Passage to read

....................

Almost a year after the failure of three midsized U.S. banks sparked an industry crisis, investors and regulators are once again bracing for turmoil among regional lenders, this time due to rising defaults in commercial mortgages.
The tipping point may be a Long Island lender, New York Community Bank, that reported major losses on its real-estate loans last week. NYCB’s share price has dropped 60%, dragging stocks of other regional banks down with it in an uneasy echo of last spring, when the government was forced to throw emergency lifelines to keep the system from toppling.
NYCB was initially a benefactor of those failures, scooping up Signature Bank last year after it was shut down by regulators following a run on deposits.
The culprit now is commercial real-estate debt, which is souring quickly as landlords face higher interest rates than they can afford and tenants, after nearly four years of half-full offices, are cutting their leases.
And while the U.S. banking system is increasingly dominated by a handful of national giants, commercial mortgages are still the province of regional lenders.
Commercial mortgages account for, on average, 3% of the assets at the 10 biggest banks in the country. At the next 150 banks, it’s almost 20%. Local banks routinely have half of their customers’ deposits tied up in mortgages for office buildings, hotels, and malls.
By NYCB’s own account, 44% of its entire loan book is mortgages to apartment complexes, half of that to rent-stabilized units whose landlords are struggling mightily as their own costs rise.
The deposits these banks rely on are a flight risk because more of them exceed the government’s $250,000-per-account insurance limit. As we saw last spring, uninsured deposits are the first to go, which can quickly leave banks insolvent.

....................

Dataset
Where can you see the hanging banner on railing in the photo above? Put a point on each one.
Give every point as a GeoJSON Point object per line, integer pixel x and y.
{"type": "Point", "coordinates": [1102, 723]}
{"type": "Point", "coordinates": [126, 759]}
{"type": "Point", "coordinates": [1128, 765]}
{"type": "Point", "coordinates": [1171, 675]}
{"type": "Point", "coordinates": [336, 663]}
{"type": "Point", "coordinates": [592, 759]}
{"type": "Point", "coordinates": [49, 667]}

....................

Parts of the exercise
- A) For each statement below, answer yes or no according to the article on regional banks, and quote the words that decide it.
(i) NYCB's stock price has fallen by 60%.
(ii) At the country's 10 biggest banks, commercial mortgages make up almost 20% of assets.
(iii) NYCB took over Signature Bank after regulators closed it.
- B) Turn the paragraph of the article on regional banks that begins "Commercial mortgages account for" into a short list that keeps its main facts.
The records have no connection to the article on regional banks.

Solutions to the exercise
- A)
(i) Yes: "NYCB’s share price has dropped 60%"
(ii) No: "Commercial mortgages account for, on average, 3% of the assets at the 10 biggest banks in the country."
(iii) Yes: "scooping up Signature Bank last year after it was shut down by regulators"

- B)
- 10 biggest U.S. banks: commercial mortgages average 3% of assets.
- Next 150 banks: almost 20% of assets.
- Local banks: often have half of customers' deposits in mortgages for office buildings, hotels, and malls.